#### Problem to solve:
What follows is a set of records; copy all of it exactly.

[Saved data entries]

╭──

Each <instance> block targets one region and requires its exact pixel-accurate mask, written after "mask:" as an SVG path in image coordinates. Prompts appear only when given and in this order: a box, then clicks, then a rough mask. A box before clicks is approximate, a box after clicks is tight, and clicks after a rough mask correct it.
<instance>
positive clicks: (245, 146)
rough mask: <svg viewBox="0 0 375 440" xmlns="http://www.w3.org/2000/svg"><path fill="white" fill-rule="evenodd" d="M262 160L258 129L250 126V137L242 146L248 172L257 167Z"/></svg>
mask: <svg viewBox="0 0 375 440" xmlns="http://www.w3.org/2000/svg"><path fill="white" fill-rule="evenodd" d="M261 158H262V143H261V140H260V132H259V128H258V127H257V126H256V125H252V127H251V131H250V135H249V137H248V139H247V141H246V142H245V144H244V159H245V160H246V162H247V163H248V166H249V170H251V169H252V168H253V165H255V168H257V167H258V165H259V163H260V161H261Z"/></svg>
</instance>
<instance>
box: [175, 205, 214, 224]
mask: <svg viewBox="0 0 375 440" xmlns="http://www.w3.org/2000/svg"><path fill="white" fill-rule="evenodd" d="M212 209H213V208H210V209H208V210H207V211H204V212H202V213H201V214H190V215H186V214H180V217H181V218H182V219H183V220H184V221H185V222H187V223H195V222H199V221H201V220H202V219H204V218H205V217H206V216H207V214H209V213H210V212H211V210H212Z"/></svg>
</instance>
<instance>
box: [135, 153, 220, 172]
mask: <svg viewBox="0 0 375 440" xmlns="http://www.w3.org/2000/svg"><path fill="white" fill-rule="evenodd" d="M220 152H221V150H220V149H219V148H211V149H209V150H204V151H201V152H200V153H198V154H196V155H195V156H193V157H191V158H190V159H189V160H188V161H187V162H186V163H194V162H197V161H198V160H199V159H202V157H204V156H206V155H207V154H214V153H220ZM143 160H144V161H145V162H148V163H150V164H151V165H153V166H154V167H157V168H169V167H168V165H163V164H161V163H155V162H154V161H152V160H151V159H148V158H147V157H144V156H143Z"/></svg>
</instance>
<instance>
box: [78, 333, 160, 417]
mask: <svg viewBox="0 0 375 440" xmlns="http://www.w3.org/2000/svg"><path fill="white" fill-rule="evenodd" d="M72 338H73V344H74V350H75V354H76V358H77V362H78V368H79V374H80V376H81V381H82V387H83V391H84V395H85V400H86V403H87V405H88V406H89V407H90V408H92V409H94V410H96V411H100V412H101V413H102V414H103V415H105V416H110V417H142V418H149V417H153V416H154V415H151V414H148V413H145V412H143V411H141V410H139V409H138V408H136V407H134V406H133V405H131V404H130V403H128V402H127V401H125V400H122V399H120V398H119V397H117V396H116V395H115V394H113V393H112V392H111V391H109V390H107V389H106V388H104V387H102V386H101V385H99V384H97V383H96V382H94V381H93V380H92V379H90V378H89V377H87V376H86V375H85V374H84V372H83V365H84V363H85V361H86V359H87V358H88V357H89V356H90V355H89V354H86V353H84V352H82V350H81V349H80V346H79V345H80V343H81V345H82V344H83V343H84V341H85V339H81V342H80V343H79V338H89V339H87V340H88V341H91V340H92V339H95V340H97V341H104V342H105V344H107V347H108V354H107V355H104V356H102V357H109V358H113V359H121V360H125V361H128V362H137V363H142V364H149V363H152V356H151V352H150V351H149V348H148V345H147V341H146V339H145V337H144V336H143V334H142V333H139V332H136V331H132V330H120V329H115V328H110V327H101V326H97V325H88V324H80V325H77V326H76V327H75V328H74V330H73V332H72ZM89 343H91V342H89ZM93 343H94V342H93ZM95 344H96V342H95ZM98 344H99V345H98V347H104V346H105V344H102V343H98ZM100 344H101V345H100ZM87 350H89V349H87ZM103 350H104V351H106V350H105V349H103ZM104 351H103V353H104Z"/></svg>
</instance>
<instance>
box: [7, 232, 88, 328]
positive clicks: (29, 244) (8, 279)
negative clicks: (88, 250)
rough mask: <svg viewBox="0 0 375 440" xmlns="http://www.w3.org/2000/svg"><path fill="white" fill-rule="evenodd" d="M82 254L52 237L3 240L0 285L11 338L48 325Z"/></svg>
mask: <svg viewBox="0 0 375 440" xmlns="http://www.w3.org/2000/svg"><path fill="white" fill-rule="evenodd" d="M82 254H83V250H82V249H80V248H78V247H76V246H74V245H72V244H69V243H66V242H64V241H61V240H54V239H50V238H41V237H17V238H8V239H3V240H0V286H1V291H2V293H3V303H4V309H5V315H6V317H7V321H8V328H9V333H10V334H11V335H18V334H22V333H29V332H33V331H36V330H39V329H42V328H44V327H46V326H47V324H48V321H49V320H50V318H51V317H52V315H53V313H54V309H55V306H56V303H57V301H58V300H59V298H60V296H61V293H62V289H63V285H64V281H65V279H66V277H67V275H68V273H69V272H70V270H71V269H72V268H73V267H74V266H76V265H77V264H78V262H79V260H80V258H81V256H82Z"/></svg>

╰──

#### Response for this exercise:
Each <instance> block targets one region and requires its exact pixel-accurate mask, written after "mask:" as an SVG path in image coordinates. Prompts appear only when given and in this order: a box, then clicks, then a rough mask. A box before clicks is approximate, a box after clicks is tight, and clicks after a rough mask correct it.
<instance>
positive clicks: (245, 146)
rough mask: <svg viewBox="0 0 375 440" xmlns="http://www.w3.org/2000/svg"><path fill="white" fill-rule="evenodd" d="M262 160L258 129L250 126V137L242 146L248 172L257 167Z"/></svg>
mask: <svg viewBox="0 0 375 440" xmlns="http://www.w3.org/2000/svg"><path fill="white" fill-rule="evenodd" d="M261 158H262V143H261V140H260V132H259V128H258V127H257V126H256V125H252V127H251V131H250V135H249V137H248V139H247V141H246V142H245V144H244V159H245V160H246V162H247V163H248V166H249V170H251V169H252V168H253V165H255V168H257V167H258V165H259V163H260V161H261Z"/></svg>
</instance>
<instance>
box: [175, 205, 214, 224]
mask: <svg viewBox="0 0 375 440" xmlns="http://www.w3.org/2000/svg"><path fill="white" fill-rule="evenodd" d="M212 209H213V208H210V209H208V210H207V211H204V212H202V213H201V214H190V215H186V214H180V217H181V218H182V219H183V220H184V221H185V222H187V223H195V222H199V221H201V220H202V219H204V218H205V217H206V216H207V214H209V213H210V212H211V210H212Z"/></svg>
</instance>
<instance>
box: [135, 153, 220, 172]
mask: <svg viewBox="0 0 375 440" xmlns="http://www.w3.org/2000/svg"><path fill="white" fill-rule="evenodd" d="M220 152H221V150H220V149H219V148H211V149H209V150H204V151H201V152H200V153H198V154H196V155H195V156H193V157H191V158H190V159H189V160H188V161H187V162H186V163H194V162H197V161H198V160H199V159H202V157H204V156H206V155H207V154H214V153H220ZM143 160H144V161H145V162H148V163H150V164H151V165H153V166H154V167H157V168H169V167H168V165H163V164H161V163H155V162H154V161H152V160H151V159H148V158H147V157H144V156H143Z"/></svg>
</instance>
<instance>
box: [78, 333, 160, 417]
mask: <svg viewBox="0 0 375 440" xmlns="http://www.w3.org/2000/svg"><path fill="white" fill-rule="evenodd" d="M72 338H73V344H74V350H75V354H76V358H77V362H78V368H79V374H80V376H81V381H82V387H83V391H84V395H85V400H86V403H87V405H88V406H89V407H90V408H92V409H94V410H96V411H100V412H101V413H102V414H103V415H105V416H110V417H142V418H149V417H153V416H154V415H151V414H148V413H145V412H143V411H141V410H139V409H138V408H136V407H134V406H133V405H131V404H130V403H128V402H127V401H125V400H122V399H120V398H119V397H117V396H116V395H115V394H113V393H112V392H111V391H109V390H107V389H106V388H104V387H102V386H101V385H99V384H97V383H96V382H94V381H93V380H92V379H90V378H89V377H87V376H86V375H85V374H84V372H83V365H84V363H85V361H86V359H87V358H88V357H89V356H90V355H89V354H86V353H84V352H82V350H81V349H80V346H79V345H80V343H81V345H82V344H83V343H84V341H85V339H81V342H80V343H79V338H89V339H87V340H88V341H91V340H92V339H95V340H97V341H104V342H105V344H107V347H108V354H107V355H104V356H102V357H109V358H113V359H121V360H125V361H128V362H137V363H142V364H149V363H152V356H151V352H150V351H149V348H148V345H147V341H146V339H145V337H144V336H143V334H142V333H139V332H136V331H132V330H120V329H115V328H110V327H101V326H97V325H88V324H80V325H77V326H76V327H75V328H74V330H73V332H72ZM89 343H91V342H89ZM93 343H94V342H93ZM95 344H96V342H95ZM98 344H99V345H98V347H104V346H105V344H102V343H98ZM100 344H101V345H100ZM87 350H89V349H87ZM103 350H104V351H106V350H105V349H103ZM104 351H103V353H104Z"/></svg>
</instance>
<instance>
box: [7, 232, 88, 328]
positive clicks: (29, 244) (8, 279)
negative clicks: (88, 250)
rough mask: <svg viewBox="0 0 375 440" xmlns="http://www.w3.org/2000/svg"><path fill="white" fill-rule="evenodd" d="M82 254L52 237L3 240L0 285L11 338L48 325Z"/></svg>
mask: <svg viewBox="0 0 375 440" xmlns="http://www.w3.org/2000/svg"><path fill="white" fill-rule="evenodd" d="M82 254H83V250H82V249H80V248H78V247H76V246H74V245H72V244H69V243H66V242H64V241H61V240H54V239H50V238H41V237H17V238H8V239H3V240H0V286H1V291H2V293H3V303H4V309H5V315H6V317H7V321H8V328H9V333H10V334H11V335H18V334H22V333H29V332H33V331H36V330H39V329H42V328H44V327H46V326H47V324H48V321H49V320H50V318H51V317H52V315H53V313H54V309H55V306H56V303H57V301H58V300H59V298H60V296H61V293H62V289H63V285H64V281H65V279H66V277H67V275H68V273H69V272H70V270H71V269H72V268H73V267H74V266H76V265H77V264H78V262H79V260H80V258H81V256H82Z"/></svg>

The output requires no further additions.